WRITTEN TASK = Rename "portable toilet" to "portable restroom" everywhere it occurs in the lines below, changing nothing else. Give all the lines again, leaving out the pictures.
## begin EXERCISE MATERIALS
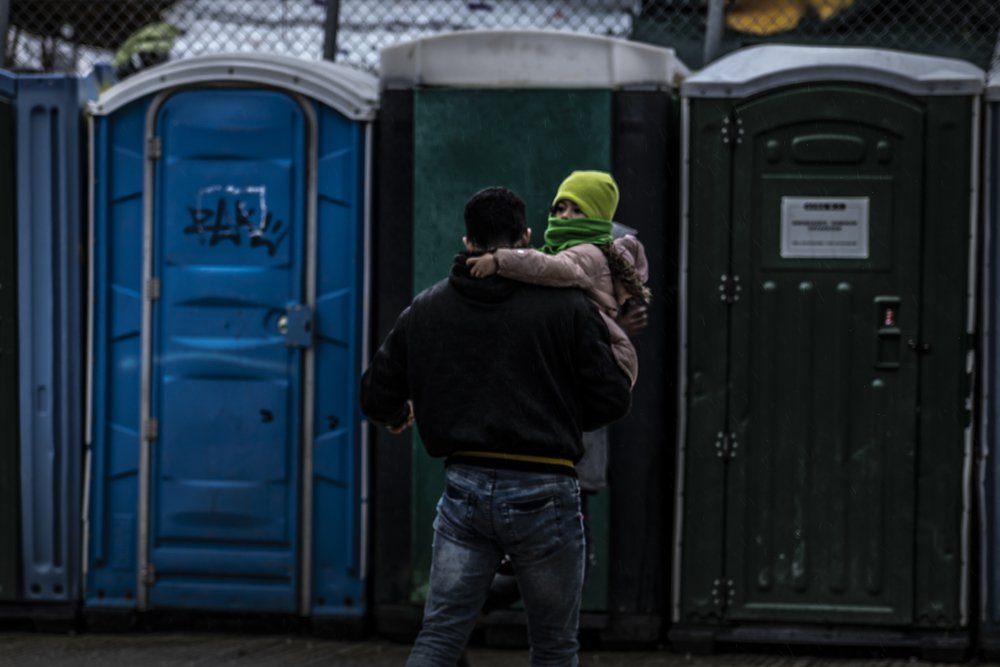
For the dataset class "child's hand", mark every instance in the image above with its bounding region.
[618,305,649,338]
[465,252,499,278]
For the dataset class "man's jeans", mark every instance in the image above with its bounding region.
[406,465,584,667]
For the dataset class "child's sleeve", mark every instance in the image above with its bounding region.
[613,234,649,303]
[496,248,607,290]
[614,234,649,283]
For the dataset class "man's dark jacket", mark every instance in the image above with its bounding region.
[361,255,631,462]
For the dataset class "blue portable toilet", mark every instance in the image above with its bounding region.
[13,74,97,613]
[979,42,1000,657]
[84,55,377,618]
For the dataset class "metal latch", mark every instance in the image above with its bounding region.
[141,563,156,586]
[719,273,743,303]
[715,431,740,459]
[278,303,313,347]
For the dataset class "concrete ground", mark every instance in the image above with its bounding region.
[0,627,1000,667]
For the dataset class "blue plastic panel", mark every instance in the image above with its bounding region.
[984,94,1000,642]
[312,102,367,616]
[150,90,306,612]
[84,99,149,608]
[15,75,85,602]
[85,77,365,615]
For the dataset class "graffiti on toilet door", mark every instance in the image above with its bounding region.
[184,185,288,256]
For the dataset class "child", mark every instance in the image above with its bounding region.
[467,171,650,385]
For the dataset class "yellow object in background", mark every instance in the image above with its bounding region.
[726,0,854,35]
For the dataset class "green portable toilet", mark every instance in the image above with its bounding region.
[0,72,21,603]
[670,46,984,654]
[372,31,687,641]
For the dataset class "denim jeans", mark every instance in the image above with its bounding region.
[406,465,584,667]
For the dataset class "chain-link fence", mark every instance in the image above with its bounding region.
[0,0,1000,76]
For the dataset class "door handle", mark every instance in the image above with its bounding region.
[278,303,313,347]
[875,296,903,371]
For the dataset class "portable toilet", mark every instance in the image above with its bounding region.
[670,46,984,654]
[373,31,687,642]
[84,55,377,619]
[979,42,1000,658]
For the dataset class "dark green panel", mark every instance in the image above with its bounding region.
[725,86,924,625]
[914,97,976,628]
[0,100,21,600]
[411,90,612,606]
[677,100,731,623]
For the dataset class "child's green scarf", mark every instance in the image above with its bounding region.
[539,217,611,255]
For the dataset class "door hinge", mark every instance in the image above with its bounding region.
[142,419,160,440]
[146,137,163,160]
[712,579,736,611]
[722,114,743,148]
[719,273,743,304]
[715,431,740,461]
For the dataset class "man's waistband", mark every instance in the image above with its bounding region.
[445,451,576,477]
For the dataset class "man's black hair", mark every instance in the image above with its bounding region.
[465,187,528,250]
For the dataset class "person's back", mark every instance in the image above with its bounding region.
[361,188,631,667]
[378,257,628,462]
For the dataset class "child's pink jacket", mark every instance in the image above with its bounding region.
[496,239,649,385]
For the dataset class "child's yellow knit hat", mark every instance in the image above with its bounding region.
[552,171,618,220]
## end EXERCISE MATERIALS
SOLUTION =
For the dataset class "child's hand", mark every instance in the image above with its bounding region.
[618,305,649,338]
[465,252,499,278]
For the dataset class "man's jeans", mark every instance in the image above with its bounding region.
[406,465,584,667]
For the dataset class "child's sleeve", mark every instance in the image above with its bounding region.
[613,234,649,303]
[496,248,607,290]
[614,234,649,283]
For the dataset class "man's dark jacket", mark every instance in the image above with its bounding region.
[361,255,631,462]
For the dataset class "blue portable restroom", mark every instance in the image above with its bounding region.
[13,74,97,613]
[979,42,1000,657]
[84,55,377,618]
For the dataset class "metal latch", mark every instance in the image above with its bounding region.
[141,563,156,586]
[719,273,743,303]
[715,431,740,459]
[278,303,313,347]
For the dataset class "concrete ground", mark every instance in the image above with its bounding region.
[0,627,1000,667]
For the dataset class "blue plastic panel", mark every instance in the image above with its bounding region.
[984,94,1000,642]
[312,102,367,616]
[150,90,306,612]
[84,99,149,608]
[15,75,85,602]
[85,77,365,615]
For the dataset class "graffiti on toilet door", mark every instance in the image above with its bounding region.
[184,185,288,256]
For the dataset class "child", mark every instance in the image above with its bounding region.
[467,171,650,385]
For the dataset class "yellow object in background", mark every instance in the image above with its bounding region.
[726,0,854,35]
For the dataset class "green portable restroom", mark every instance in the image above with its bounding region.
[0,72,21,603]
[670,46,984,654]
[372,31,687,641]
For the dataset class "denim jeans", mark every instance in the image above with its bounding region.
[406,465,584,667]
For the dataset class "chain-link fence", mark every instance in the image above with its bounding region.
[0,0,1000,76]
For the dataset class "door handle", mark every instance in the image above with its bounding region.
[278,303,313,347]
[875,296,903,371]
For the dataset class "portable restroom", mark every instance in the image above with its bounding region.
[670,46,984,654]
[373,31,687,642]
[84,55,377,619]
[979,42,1000,658]
For the dataset class "dark green panel", mark every instance in the image above with its bounding region.
[725,86,924,625]
[914,97,976,628]
[0,100,21,600]
[411,90,612,606]
[677,100,731,623]
For the dataset class "child's green scarf", mark every instance in the image above with its bounding region.
[539,217,611,255]
For the dataset class "door hinge", mark every instance in the image above with its bounding region.
[142,419,160,440]
[146,137,163,160]
[712,579,736,611]
[722,114,743,148]
[719,273,743,304]
[715,431,740,461]
For the dataset class "man's waistband", mark every instance in the image above with its bounding region.
[445,451,576,477]
For the dataset class "man's black hair", mark every instance in the image above with its bounding region.
[465,187,528,250]
For the dataset class "person's back", mark every instance in the image above with its bounding region.
[361,188,631,667]
[378,257,628,462]
For the dataset class "child's pink jacket", mark every instance in the image above with its bounding region.
[496,239,649,385]
For the dataset class "child's yellow knit hat", mark every instance in the image above with its bounding region.
[552,171,618,220]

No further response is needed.